● SOURCE RECORDS:
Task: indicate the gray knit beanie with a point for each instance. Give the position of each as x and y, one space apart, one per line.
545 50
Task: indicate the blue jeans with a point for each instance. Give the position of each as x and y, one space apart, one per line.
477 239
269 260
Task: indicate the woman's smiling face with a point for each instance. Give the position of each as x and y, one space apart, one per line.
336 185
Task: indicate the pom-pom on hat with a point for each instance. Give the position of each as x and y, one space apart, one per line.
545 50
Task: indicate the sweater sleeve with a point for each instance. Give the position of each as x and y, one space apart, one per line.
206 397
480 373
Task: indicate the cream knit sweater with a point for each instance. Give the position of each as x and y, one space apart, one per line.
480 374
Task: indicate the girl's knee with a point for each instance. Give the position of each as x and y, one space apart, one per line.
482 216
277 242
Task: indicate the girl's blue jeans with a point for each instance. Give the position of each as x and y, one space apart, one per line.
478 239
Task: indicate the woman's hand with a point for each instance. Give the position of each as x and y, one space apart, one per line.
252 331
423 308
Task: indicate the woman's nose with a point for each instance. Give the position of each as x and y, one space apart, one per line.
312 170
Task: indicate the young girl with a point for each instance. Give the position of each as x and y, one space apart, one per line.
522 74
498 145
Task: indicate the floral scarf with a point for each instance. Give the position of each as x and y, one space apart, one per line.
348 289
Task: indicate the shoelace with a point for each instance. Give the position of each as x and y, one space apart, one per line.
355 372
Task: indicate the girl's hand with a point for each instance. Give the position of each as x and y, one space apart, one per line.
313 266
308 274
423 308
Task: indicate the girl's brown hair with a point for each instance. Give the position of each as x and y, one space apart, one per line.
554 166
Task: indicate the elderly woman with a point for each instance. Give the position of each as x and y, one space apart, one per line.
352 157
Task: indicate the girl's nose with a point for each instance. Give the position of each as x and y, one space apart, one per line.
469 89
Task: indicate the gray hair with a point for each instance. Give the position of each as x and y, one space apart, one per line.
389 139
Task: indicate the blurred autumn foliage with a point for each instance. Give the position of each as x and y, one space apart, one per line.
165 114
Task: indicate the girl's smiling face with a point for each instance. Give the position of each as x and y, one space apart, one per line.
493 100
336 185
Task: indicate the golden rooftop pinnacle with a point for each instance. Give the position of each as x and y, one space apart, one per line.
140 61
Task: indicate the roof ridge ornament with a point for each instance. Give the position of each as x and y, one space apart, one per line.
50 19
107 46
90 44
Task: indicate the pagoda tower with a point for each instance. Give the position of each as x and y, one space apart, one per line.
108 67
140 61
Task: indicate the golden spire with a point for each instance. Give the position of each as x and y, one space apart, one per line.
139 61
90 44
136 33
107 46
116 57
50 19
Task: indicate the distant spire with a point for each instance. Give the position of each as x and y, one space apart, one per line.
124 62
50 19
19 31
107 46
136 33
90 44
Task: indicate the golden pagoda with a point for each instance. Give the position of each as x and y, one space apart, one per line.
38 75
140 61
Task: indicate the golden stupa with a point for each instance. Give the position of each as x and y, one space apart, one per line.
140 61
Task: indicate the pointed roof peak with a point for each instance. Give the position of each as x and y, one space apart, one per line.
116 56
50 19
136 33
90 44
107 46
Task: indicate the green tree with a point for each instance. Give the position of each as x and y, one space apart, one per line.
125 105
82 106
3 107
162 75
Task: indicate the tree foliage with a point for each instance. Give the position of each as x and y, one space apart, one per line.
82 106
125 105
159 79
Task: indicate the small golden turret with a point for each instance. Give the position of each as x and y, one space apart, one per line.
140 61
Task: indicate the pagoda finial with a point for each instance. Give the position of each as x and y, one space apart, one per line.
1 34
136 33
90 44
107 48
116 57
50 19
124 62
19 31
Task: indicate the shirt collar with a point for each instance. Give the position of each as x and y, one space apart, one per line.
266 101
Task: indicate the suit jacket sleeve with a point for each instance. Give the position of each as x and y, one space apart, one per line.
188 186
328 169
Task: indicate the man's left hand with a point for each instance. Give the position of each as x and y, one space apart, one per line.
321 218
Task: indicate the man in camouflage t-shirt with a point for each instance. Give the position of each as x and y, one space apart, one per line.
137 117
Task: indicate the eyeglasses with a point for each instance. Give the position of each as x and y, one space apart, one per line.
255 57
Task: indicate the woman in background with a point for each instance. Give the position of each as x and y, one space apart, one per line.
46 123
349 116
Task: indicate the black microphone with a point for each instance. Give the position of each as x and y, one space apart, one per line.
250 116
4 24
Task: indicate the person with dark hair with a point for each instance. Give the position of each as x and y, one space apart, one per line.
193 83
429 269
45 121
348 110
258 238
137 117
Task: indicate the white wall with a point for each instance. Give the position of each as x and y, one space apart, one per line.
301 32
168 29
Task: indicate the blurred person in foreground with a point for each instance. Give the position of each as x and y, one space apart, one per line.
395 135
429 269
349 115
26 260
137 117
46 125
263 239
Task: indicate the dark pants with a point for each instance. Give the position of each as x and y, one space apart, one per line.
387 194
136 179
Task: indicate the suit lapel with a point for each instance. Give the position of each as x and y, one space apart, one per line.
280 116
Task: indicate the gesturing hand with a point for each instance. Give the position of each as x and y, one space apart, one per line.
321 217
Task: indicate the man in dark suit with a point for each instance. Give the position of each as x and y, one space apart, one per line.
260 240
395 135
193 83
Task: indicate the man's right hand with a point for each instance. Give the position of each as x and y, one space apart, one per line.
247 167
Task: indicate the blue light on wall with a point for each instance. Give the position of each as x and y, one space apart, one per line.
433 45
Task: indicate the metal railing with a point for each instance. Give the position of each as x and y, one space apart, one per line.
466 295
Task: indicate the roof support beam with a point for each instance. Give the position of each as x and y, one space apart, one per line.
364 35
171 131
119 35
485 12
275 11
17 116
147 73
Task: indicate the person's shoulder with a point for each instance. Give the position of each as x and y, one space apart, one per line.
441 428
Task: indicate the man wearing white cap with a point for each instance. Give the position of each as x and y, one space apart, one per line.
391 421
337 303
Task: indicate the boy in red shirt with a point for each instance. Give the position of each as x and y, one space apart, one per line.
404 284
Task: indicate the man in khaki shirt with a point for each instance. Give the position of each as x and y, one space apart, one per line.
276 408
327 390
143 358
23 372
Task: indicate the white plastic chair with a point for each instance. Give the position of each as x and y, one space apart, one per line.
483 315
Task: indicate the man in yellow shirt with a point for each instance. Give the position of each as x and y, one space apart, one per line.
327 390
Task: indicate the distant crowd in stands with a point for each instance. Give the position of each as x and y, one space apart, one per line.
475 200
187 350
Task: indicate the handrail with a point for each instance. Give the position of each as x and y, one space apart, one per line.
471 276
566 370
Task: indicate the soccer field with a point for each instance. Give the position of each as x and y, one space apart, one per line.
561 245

● TASK TO CARRY OUT: Extract the full listing and reproduce each line exactly.

● WRITTEN ANSWER:
Task: indicate the gray knit beanie with a point for each instance. Give the position of each as x and y, one space apart, one per line.
545 50
Task: indicate the blue jeans with a point for each instance. Give the position of each as x and y, one space apart, one per line.
477 239
269 260
Task: indicate the woman's smiling face with a point for each instance. Give the position of each as x and y, one space apart, one per line.
336 185
Task: indicate the pom-pom on hat with a point for each instance. Give the position of each as x and y, one space apart, one per line.
545 50
Task: indicate the sweater sleeve with a point for each instance. Give the position of each as x and y, one space apart, one per line.
206 397
480 373
Task: indicate the cream knit sweater with a point for each instance. Give the position of each as x and y, one space apart, one per line.
480 374
Task: indicate the girl's knee with a point for each instance. Give the position of each as x and y, one space apart, one per line.
482 216
277 242
Task: indicate the girl's blue jeans with a point for each instance. Give the position of each as x and y, one space apart, one per line.
478 239
Task: indicate the woman's hand with a point for each instance. Give the position of each as x and y, one space apart, one per line.
252 331
423 308
Task: indicate the woman's nose with a point for each instance. Give the position of each as x and y, one space apart, one per line.
312 170
Task: indicate the young girl with a point for each instance. Give the position of each as x and y, one space apart, one per line.
522 74
498 145
Task: indicate the floral scarf with a point for each instance. Give the position of each as x and y, one space apart, one per line.
348 289
Task: indicate the shoelace with a point for each instance. Give the position of each as x and y, one space apart, one per line.
355 372
Task: indicate the girl's hand with a point for each instance. Give the position of each as x and y, one space apart, one per line.
313 266
308 274
423 308
Task: indicate the girl's brown hair with a point for each instance. Give the position of each as x and y, one space apart, one per line.
554 166
Task: indicate the elderly woman with a point for each instance. Give the position of each as x and y, one space apart, one per line.
352 157
Task: indicate the girl's nose with a point for each instance. Give the position of each as x and y, one space apart, one per line.
469 89
Task: indicate the gray hair with a point for each instance. Give the position of each as x and y, one space apart, one per line.
389 139
Task: indicate the blurred autumn foliage with a point for each instance. Give the position of each as x and y, one space apart, one per line.
165 114
Task: indicate the girl's smiling face with a point for each instance. Give the position of each as x and y, one space apart, one per line.
493 100
336 185
Task: indicate the golden rooftop pinnacle with a point for each instance. Give the position of each as x and y, one space apart, one per line.
140 61
Task: indicate the roof ridge ornament with a point for each instance. Give the position of each as x and y, one space apart, one per line.
50 19
107 46
90 44
Task: indicate the pagoda tower with a point for each instance. Give the position of each as x and y, one space apart, one per line.
108 67
140 61
Task: indicate the golden spire with a point for each instance. Give the position of each as x and y, one space apart, one per line.
139 61
90 44
136 33
107 46
116 57
50 19
Task: indicate the distant spire with a point for each instance. Give the position of each as x and y, one space apart, one per line.
124 62
50 19
19 31
107 46
136 33
90 44
Task: indicate the golden pagoda with a point for each instance. Give the position of each as x and y, one space apart, one per line.
38 75
140 61
Task: indicate the golden stupa with a point for each instance. Give the position of each as x and y, one space apart, one per line.
140 61
Task: indicate the pointed roof peak with a point for each instance. Give the position of each as x and y, one space apart, one per line.
116 56
50 19
136 33
90 44
107 46
Task: indicate the green tree with a point for each instance. Give the position of each as x and y, one space apart, one per line.
125 105
82 106
3 107
162 75
Task: indicate the tree foliage with a point for each instance. Give the position of each as x and y, one space apart, one per line.
82 106
125 105
159 79
Task: indicate the small golden turret with a point for each instance. Give the position of each as x and y, one space apart, one per line.
140 61
Task: indicate the pagoda finial with a point for each instance. Give the position of each as x and y, one space apart, one per line.
1 34
136 33
90 44
107 48
116 57
50 19
124 62
19 31
Task: indicate the shirt collar with a point for each instance. Give the position of each as x and y, one space apart, one per line.
266 101
Task: indicate the suit jacket sleeve with a point for each instance. Give the position of each as x and y, one space apart, one per line.
188 186
328 169
Task: indicate the man's left hand with a point for each instance. Give the position of each as x and y, one space apart, one per line.
321 218
Task: indicate the man in camouflage t-shirt with a point for each instance. Give the position of each as x and y, one space apart, one per line.
137 117
Task: indicate the eyeglasses with a point for each instance. Give the position of each as x and y, one space apart, one per line.
255 57
Task: indicate the woman in background with a point for each instance. Give the position of each as x and y, one space apart, one per line.
46 123
349 116
Task: indicate the black microphone with a point for each instance. Give the position of each as x and y, one space apart, one per line.
250 116
4 24
Task: indicate the person with dark hair with a point for each instance. Give the position of each as x and y, one space apart, one per line.
193 83
429 269
45 121
348 110
258 238
137 117
Task: indicate the white wall with a point for each instance. Give the position of each as x and y, one space apart, one per line.
301 32
168 29
Task: indicate the blurred person in foreground with a point for each instance. Give the position of each as x and y, one space apart, one per line.
395 135
429 269
349 115
26 260
137 117
46 125
263 239
Task: indicate the dark pants with a point for each instance. Give the position of each as x and y, one space apart, one per line.
387 194
136 179
Task: indicate the suit lapel with a point for each instance. Give the position of each as x and y, one space apart, one per line.
280 116
Task: indicate the gesturing hand with a point for each instance. Give the position of each as x and y, one space apart, one per line.
321 217
Task: indicate the man in dark suit with a point for each instance. Give the position of each as x and y, one space apart, one per line.
260 240
395 135
193 83
Task: indicate the man's right hand with a point for each instance. Give the position of each as x and y, one space apart, one per line.
247 167
Task: indicate the blue light on wall with a point for each instance. Give the position of each as x and y, one space apart, one per line.
433 45
Task: indicate the metal railing with a point for each instance. Give the position of each as x and y, one space apart, one per line.
466 295
Task: indicate the roof support beam with a point for each instance. Give the position of each as x and y, one space apart, one per line.
364 35
171 131
119 35
485 12
275 11
17 116
147 73
Task: indicate the person's shoulder with a point for each instance. Give the position of each as x and y, one space apart, one per line.
441 428
Task: indicate the man wearing white cap with a point for each instance. Give the position of each as x and y, one space apart, one per line.
391 421
337 303
Task: indicate the boy in red shirt with a point for each instance. Give the position of each as x and y, one space apart, one per line.
404 284
Task: indicate the man in khaki shirt with a point for each instance. Give the position of each as x and y, one space apart, one per line.
276 408
327 390
143 358
23 372
Task: indicate the white plastic chair with a point for each instance. Give the position of each as x and y, one space apart, one per line.
483 315
Task: indicate the man in yellow shirt with a point for each instance. Give the position of each as x and y, one space apart, one per line.
327 390
Task: indicate the distant crowd in stands with a point for each instance. Give the position of each as x and y, one space apart, one per line.
475 200
187 350
Task: indicate the handrail with a point for each instance. Give the position of each as x and y, one space apart, one per line.
471 276
566 370
Task: indicate the soccer field with a point for each instance. Give the position of each as x and y, one space apart, one per line.
561 245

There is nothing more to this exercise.